## Data
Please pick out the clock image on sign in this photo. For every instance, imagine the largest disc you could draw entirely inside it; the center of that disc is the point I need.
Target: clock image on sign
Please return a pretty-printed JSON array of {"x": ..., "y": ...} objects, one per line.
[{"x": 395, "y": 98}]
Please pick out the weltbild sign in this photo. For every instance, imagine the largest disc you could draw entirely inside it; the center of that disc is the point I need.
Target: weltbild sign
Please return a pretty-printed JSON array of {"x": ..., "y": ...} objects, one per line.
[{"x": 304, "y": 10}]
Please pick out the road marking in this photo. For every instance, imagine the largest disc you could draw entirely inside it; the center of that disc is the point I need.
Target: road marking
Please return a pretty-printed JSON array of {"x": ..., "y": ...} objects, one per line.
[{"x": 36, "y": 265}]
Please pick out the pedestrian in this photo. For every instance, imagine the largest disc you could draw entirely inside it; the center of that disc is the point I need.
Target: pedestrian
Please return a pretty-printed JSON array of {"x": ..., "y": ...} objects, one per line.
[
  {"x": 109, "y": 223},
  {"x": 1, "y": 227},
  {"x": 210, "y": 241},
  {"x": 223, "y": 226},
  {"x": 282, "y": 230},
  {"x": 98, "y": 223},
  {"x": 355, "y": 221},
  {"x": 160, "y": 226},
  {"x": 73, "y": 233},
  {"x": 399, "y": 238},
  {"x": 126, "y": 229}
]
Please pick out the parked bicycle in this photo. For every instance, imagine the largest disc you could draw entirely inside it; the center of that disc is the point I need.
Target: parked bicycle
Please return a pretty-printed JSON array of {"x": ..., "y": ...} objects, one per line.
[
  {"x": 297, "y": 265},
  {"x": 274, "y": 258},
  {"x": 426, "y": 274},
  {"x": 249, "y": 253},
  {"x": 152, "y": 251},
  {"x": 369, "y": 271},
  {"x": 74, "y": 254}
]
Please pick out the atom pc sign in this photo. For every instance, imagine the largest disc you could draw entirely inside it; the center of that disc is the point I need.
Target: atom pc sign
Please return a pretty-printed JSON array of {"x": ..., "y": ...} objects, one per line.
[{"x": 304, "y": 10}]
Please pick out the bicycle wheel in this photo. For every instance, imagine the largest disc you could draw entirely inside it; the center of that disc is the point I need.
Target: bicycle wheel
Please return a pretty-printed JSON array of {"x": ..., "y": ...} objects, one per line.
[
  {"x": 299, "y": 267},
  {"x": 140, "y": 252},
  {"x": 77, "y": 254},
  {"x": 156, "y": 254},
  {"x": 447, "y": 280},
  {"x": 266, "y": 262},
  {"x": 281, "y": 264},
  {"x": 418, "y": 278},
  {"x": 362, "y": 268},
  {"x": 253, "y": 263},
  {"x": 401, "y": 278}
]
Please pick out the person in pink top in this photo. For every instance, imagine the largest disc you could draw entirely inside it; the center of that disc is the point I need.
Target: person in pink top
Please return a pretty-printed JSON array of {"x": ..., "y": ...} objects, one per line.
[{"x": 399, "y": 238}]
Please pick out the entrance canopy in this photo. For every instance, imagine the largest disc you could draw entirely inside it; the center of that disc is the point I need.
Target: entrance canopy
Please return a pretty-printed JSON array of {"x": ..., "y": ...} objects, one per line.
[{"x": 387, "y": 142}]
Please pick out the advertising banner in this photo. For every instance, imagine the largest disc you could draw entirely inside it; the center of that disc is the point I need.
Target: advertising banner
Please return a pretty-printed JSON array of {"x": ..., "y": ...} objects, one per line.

## Given problem
Edit the data starting with the line containing "Please pick out the entrance" and going on through the last line, replacing "advertising banner" with "shop sign" wherever it appears and changing nothing else. Give back only those lines.

## Exercise response
Please pick out the entrance canopy in this photo. For every instance, imagine the largest disc you could draw entirely inside it; the center of that disc is the point I need.
Target: entrance canopy
Please return a pretty-printed JSON array of {"x": ..., "y": ...} objects, one per line.
[{"x": 387, "y": 142}]
Please pick out the shop sign in this photo. For every instance, imagine the largest disc you could draw entirely inside it; the center of that disc is the point I need.
Target: shop sign
Please return a pretty-printed JSON array of {"x": ..., "y": ...} objects, one per line.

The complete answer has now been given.